▶ _TRY IT_
An exact copy of every entry is required, without the pictures.

▶ _EXERCISE DATA_
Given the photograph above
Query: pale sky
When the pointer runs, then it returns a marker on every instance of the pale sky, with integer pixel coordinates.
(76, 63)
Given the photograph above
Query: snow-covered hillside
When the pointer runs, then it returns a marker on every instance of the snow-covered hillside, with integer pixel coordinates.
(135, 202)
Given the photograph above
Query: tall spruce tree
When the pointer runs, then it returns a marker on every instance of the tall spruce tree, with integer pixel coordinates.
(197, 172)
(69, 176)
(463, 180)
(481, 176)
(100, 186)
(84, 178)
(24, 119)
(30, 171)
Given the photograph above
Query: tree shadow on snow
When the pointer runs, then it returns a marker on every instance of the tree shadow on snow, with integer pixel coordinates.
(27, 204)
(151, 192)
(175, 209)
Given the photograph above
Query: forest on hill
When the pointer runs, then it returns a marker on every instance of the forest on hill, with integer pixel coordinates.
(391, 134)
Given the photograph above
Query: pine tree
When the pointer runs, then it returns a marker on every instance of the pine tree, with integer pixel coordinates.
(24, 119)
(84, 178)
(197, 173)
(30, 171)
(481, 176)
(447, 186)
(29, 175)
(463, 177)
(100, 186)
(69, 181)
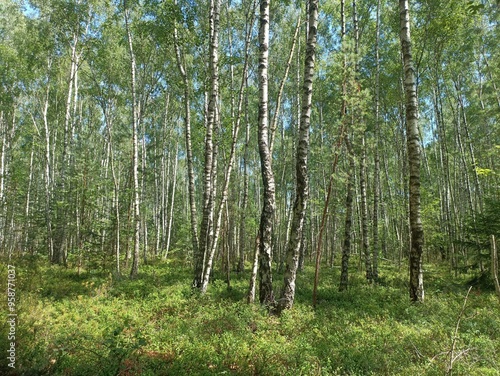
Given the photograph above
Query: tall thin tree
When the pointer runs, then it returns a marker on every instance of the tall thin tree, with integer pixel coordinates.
(301, 174)
(413, 145)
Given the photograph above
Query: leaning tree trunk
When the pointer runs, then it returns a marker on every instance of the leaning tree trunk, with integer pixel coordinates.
(189, 150)
(413, 144)
(376, 163)
(207, 229)
(266, 295)
(302, 181)
(346, 247)
(135, 152)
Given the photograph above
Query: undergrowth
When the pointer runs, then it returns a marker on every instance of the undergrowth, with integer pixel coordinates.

▶ _ANSWER_
Given the photograph above
Query: pale sky
When the pointer runs, then it returns a marker on every instance of the pale sky, with integer pixel coordinates.
(76, 63)
Given the photograph above
Query: snow-covered hillside
When the pointer runs, then it returns a marker on every instance of the snow-covered hillside, with integer pixel coordinates.
(135, 202)
Given the photograph above
Query: tall spruce tree
When the pointer runs, then it returns a marker on every instance of the tall spruce tree, with integer pixel coordinates.
(197, 172)
(69, 176)
(463, 180)
(481, 176)
(100, 186)
(84, 178)
(24, 119)
(30, 171)
Given the photograph above
Query: tree shadow on snow
When the pointer runs, then it returns a marker on every instance of the tree shadow on snow, with integer pixel coordinates.
(27, 204)
(151, 192)
(175, 209)
Given the photograph above
Query: forest on hill
When the pointer runs, then it returns a marker on every instance of the forest on hill, with integer pixel coordinates.
(391, 134)
Given the photograph above
Query: pine tree
When the pointer runs, then it returns a marker on every instance of the pine tree, with integer pixel coordinates.
(24, 119)
(84, 178)
(197, 173)
(30, 171)
(481, 176)
(447, 186)
(29, 175)
(463, 177)
(100, 186)
(69, 181)
Given the photograph above
Query: tall thin tree
When the pointer runs, then it returns a marker on every instance of the tall thin tree, with integer pixel coordinates.
(301, 174)
(413, 145)
Given the photograph above
Query: leaning tree trunk
When the pointer runs, then it returns a marker on every instance of the leaning tree trunk, with integer pixel coordinates.
(189, 150)
(413, 144)
(376, 163)
(207, 229)
(266, 295)
(302, 181)
(346, 247)
(135, 152)
Given the photograph above
Query: undergrowth
When the pointer runs, then it returns a marker on every instance of the undergrowth, with integer pixel coordinates.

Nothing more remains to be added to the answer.